# TASK DIRECTIONS:
If a line in the data has the string "instance", please show it.

##### SOURCE RECORDS #####

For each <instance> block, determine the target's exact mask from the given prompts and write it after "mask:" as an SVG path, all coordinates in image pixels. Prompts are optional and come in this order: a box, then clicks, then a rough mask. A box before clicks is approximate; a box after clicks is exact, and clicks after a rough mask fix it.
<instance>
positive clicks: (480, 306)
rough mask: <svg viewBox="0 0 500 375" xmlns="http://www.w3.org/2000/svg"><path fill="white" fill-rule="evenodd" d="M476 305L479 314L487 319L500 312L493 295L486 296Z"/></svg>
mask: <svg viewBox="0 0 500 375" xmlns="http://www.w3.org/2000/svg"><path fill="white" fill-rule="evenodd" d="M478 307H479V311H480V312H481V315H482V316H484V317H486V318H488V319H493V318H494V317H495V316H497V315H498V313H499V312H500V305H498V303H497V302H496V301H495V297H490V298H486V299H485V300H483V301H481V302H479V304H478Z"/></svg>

#####

# PROBLEM SOLUTION:
For each <instance> block, determine the target's exact mask from the given prompts and write it after "mask:" as an SVG path, all coordinates in image pixels. Prompts are optional and come in this order: a box, then clicks, then a rough mask. A box before clicks is approximate; a box after clicks is exact, and clicks after a rough mask fix it.
<instance>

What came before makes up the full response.